I know the commands and attributes for the raspistill, but not how to put all my preferences into a single file.
Thank you in advance…
Bernhard Fink
Hello,
I would like to have such a box installed for 3d scanning reasons. Is it possible to buy this? Knowing that my DIY-attitude is high but qualification level may be far to low to do so on my own. Thanks for comments.

+--

## What you are asked to do
Check each statement against the page text and answer yes or no, quoting the words that decide it.
1. The first writer already knows the raspistill commands and attributes.
2. The person asking about the box rates their own qualification level as high.
3. The box is wanted for 3d scanning.

Stored data entries
+--

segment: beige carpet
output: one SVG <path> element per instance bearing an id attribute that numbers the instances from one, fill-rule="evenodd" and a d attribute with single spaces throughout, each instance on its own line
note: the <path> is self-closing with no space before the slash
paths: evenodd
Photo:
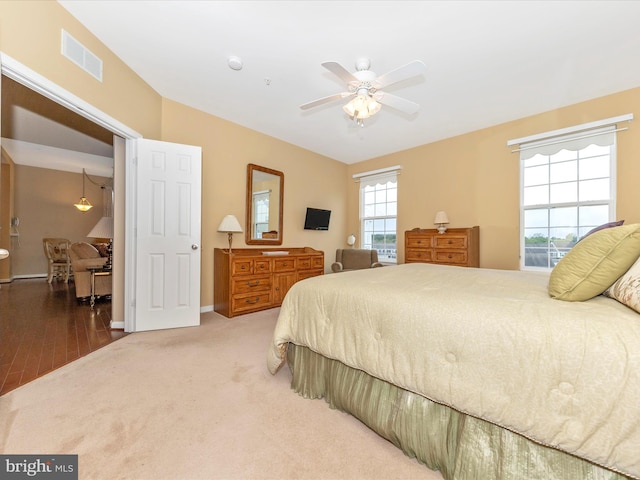
<path id="1" fill-rule="evenodd" d="M 2 453 L 79 455 L 81 479 L 424 479 L 266 351 L 278 310 L 129 335 L 0 397 Z"/>

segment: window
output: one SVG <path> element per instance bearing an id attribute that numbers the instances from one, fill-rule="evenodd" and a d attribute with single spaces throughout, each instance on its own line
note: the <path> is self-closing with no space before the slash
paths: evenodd
<path id="1" fill-rule="evenodd" d="M 383 263 L 397 262 L 399 168 L 354 175 L 360 181 L 361 247 L 377 250 Z"/>
<path id="2" fill-rule="evenodd" d="M 520 266 L 549 269 L 614 220 L 616 128 L 520 143 Z"/>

+--

## Result of this exercise
1. Yes: "I know the commands and attributes for the raspistill"
2. No: "my DIY-attitude is high but qualification level may be far to low to do so on my own"
3. Yes: "I would like to have such a box installed for 3d scanning reasons"